» **What is needed**
Each record below must be written out exactly as given.

•••••

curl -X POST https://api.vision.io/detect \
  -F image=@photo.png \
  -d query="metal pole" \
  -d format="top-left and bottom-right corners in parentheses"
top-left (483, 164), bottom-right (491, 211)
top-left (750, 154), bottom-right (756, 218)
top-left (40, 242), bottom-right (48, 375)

•••••

» **Answer to this task**
curl -X POST https://api.vision.io/detect \
  -F image=@photo.png \
  -d query="metal pole" \
  -d format="top-left and bottom-right corners in parentheses"
top-left (483, 164), bottom-right (491, 211)
top-left (750, 154), bottom-right (756, 218)
top-left (40, 242), bottom-right (48, 375)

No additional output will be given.